§ **What this task involves**: Your task is to find every line in the records that holds the string "headlight" and copy it.

§ **Exercise data**:

+ + + + +

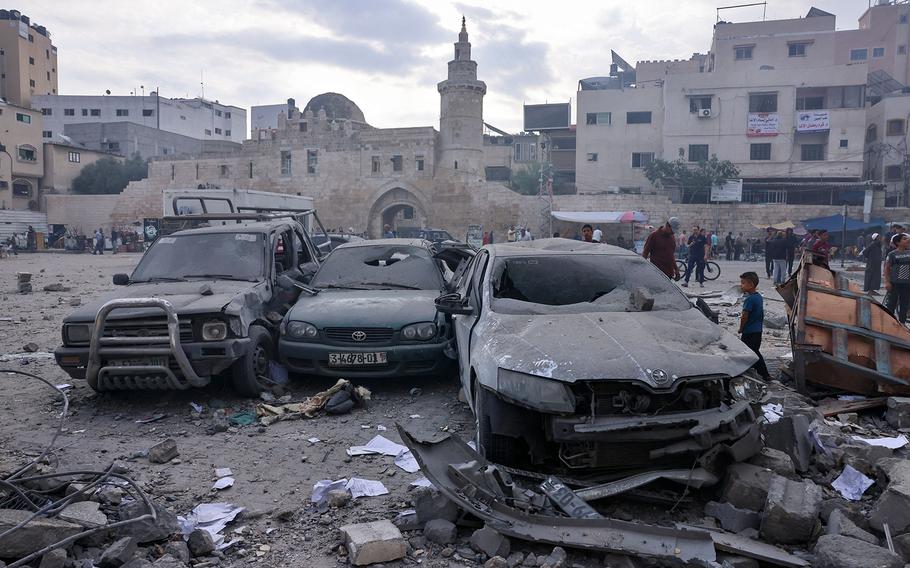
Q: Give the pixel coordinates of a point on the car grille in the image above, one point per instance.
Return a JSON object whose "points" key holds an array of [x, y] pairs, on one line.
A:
{"points": [[373, 334], [145, 328]]}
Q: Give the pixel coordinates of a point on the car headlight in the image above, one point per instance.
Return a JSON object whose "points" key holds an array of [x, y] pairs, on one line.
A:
{"points": [[214, 330], [535, 392], [301, 330], [419, 331], [77, 333]]}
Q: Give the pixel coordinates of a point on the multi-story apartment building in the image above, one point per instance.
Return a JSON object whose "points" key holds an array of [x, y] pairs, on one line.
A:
{"points": [[196, 118], [28, 59], [784, 100]]}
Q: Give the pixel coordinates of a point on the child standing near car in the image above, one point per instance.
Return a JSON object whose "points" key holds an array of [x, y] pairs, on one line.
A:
{"points": [[751, 324]]}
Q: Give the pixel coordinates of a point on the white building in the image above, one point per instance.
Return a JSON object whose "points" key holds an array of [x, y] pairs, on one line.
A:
{"points": [[197, 118]]}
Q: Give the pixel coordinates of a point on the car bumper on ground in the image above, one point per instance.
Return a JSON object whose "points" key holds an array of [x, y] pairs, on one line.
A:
{"points": [[402, 360]]}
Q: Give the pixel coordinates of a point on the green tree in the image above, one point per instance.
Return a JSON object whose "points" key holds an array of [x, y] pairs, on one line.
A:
{"points": [[110, 175]]}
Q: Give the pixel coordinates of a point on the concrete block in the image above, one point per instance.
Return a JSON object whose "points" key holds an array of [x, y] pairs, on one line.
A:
{"points": [[791, 512], [836, 551], [369, 543], [746, 486]]}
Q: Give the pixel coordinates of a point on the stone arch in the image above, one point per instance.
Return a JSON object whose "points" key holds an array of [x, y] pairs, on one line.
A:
{"points": [[387, 207]]}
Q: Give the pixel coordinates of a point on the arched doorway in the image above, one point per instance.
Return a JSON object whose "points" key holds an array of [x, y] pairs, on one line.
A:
{"points": [[398, 208]]}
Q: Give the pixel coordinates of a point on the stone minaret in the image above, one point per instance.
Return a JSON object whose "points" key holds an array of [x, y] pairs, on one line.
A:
{"points": [[461, 112]]}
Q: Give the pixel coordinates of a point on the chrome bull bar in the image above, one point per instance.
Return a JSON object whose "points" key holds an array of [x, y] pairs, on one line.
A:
{"points": [[110, 377]]}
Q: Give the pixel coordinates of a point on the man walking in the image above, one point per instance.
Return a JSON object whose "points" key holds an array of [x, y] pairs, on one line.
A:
{"points": [[660, 248]]}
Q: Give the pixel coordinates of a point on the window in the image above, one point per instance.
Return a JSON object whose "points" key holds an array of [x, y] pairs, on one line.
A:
{"points": [[763, 102], [812, 152], [742, 52], [311, 157], [642, 159], [699, 103], [797, 49], [27, 153], [642, 117], [859, 54], [599, 118], [698, 152], [761, 151]]}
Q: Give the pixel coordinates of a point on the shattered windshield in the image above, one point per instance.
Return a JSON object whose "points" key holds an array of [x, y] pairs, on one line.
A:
{"points": [[581, 283], [214, 255], [379, 267]]}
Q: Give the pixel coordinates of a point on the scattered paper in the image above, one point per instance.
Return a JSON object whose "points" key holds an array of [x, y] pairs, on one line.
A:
{"points": [[365, 488], [851, 484], [886, 442]]}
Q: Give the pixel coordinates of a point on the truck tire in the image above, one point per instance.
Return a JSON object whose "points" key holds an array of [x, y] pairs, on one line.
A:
{"points": [[246, 371]]}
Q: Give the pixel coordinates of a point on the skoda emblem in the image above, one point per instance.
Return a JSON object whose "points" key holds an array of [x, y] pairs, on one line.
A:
{"points": [[660, 377]]}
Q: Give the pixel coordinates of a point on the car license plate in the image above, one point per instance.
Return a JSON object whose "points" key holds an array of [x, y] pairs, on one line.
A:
{"points": [[139, 362], [357, 359]]}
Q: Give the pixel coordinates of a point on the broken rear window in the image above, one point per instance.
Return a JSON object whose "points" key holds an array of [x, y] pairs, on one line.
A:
{"points": [[580, 283], [379, 267]]}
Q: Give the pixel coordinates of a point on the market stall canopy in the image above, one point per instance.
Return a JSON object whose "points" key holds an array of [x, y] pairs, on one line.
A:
{"points": [[601, 217], [834, 223]]}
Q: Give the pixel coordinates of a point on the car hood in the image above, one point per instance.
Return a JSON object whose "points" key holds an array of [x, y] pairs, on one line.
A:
{"points": [[188, 298], [608, 345], [365, 308]]}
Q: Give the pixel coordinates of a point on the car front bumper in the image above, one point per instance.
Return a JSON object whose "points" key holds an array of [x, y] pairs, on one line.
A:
{"points": [[403, 360]]}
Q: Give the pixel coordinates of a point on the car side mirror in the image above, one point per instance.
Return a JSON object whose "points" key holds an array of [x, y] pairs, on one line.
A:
{"points": [[453, 304]]}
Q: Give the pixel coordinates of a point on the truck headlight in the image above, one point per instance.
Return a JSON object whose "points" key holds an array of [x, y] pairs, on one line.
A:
{"points": [[214, 330], [535, 392], [301, 330], [419, 331], [77, 333]]}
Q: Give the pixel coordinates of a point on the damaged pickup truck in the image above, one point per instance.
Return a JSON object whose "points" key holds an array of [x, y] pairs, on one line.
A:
{"points": [[585, 360], [201, 302]]}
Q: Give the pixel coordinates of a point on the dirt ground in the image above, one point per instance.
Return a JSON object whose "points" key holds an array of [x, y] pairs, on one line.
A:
{"points": [[275, 467]]}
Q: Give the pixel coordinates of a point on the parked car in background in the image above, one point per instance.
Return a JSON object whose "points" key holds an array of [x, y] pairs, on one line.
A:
{"points": [[374, 313], [585, 359]]}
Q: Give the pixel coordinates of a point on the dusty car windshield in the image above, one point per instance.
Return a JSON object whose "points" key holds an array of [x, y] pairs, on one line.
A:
{"points": [[378, 267], [578, 284], [214, 255]]}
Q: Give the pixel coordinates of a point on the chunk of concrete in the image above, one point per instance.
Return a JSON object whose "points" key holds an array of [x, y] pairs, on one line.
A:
{"points": [[898, 412], [440, 531], [490, 542], [732, 518], [369, 543], [837, 551], [84, 513], [34, 536], [790, 435], [163, 451], [746, 486], [840, 523], [791, 511]]}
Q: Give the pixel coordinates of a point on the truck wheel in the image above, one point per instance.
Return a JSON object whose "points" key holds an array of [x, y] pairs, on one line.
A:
{"points": [[255, 364]]}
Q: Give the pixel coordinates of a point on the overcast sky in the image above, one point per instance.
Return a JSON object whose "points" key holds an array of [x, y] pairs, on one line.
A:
{"points": [[385, 55]]}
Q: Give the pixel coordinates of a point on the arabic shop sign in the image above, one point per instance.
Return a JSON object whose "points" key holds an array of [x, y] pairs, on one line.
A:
{"points": [[763, 124], [812, 121]]}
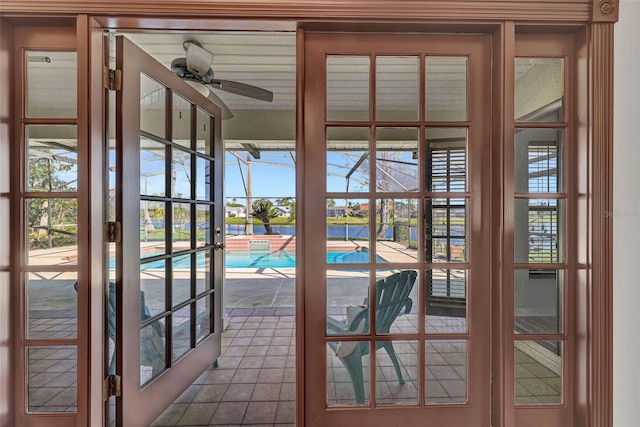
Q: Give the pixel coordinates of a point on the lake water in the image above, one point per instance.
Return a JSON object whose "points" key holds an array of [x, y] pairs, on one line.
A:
{"points": [[265, 259]]}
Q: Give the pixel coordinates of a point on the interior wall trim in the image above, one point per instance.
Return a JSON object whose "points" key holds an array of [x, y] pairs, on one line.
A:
{"points": [[538, 10]]}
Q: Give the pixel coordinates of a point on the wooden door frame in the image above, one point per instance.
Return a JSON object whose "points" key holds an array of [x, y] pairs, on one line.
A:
{"points": [[477, 51], [591, 20]]}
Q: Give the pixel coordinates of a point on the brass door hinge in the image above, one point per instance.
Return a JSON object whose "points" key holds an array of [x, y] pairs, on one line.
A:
{"points": [[111, 387], [113, 232], [112, 79]]}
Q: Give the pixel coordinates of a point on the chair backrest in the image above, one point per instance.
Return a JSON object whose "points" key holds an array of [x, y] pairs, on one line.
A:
{"points": [[392, 298]]}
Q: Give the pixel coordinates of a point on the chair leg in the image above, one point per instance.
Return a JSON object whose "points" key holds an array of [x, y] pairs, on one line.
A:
{"points": [[354, 368], [394, 359]]}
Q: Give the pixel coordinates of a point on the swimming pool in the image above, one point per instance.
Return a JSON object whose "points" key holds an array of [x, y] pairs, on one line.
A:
{"points": [[260, 259]]}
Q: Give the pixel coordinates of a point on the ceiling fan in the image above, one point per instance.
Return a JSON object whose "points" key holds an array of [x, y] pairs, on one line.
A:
{"points": [[196, 68]]}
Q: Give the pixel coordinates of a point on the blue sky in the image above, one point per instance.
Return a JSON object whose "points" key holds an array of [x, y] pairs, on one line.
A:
{"points": [[270, 181]]}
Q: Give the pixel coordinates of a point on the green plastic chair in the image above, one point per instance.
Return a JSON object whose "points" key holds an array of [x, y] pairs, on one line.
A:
{"points": [[392, 300]]}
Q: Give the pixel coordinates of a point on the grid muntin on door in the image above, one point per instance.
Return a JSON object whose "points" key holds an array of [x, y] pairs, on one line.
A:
{"points": [[354, 138]]}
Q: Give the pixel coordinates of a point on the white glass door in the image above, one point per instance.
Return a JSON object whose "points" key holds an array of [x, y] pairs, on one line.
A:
{"points": [[169, 263]]}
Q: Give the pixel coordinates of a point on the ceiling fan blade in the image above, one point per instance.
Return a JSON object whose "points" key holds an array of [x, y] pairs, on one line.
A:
{"points": [[243, 89], [226, 112]]}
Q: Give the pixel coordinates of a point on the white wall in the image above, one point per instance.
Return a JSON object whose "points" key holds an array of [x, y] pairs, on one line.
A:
{"points": [[626, 218]]}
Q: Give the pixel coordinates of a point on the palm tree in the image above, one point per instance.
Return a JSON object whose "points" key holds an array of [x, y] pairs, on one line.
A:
{"points": [[264, 210]]}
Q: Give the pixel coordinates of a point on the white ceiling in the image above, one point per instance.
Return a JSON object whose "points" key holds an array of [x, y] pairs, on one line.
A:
{"points": [[266, 60]]}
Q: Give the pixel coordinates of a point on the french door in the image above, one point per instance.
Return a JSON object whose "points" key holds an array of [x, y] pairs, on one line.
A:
{"points": [[169, 274], [397, 202]]}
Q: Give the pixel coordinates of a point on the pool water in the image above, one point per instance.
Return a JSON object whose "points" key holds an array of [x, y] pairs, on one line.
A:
{"points": [[260, 259]]}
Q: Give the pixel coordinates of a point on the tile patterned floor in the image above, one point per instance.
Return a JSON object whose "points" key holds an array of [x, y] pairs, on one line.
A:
{"points": [[254, 383]]}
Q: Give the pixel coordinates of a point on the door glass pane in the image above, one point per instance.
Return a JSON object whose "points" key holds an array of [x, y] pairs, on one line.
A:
{"points": [[348, 163], [152, 228], [538, 230], [204, 132], [347, 302], [538, 372], [181, 226], [52, 152], [153, 282], [52, 373], [446, 89], [52, 231], [181, 332], [397, 88], [446, 371], [538, 302], [348, 88], [152, 168], [348, 373], [396, 302], [203, 222], [181, 279], [152, 350], [204, 178], [446, 153], [347, 231], [446, 230], [538, 158], [52, 305], [397, 159], [152, 106], [446, 309], [397, 372], [52, 84], [397, 230], [539, 89], [203, 271], [203, 318], [181, 124], [180, 174]]}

+ + + + +

§ **Solved exercise**:
Q: Give the pixel coordinates of a point on the car headlight in the image above, one point per instance.
Q: Give the pixel coordinates of a point on the truck headlight in the image above, one point per instance.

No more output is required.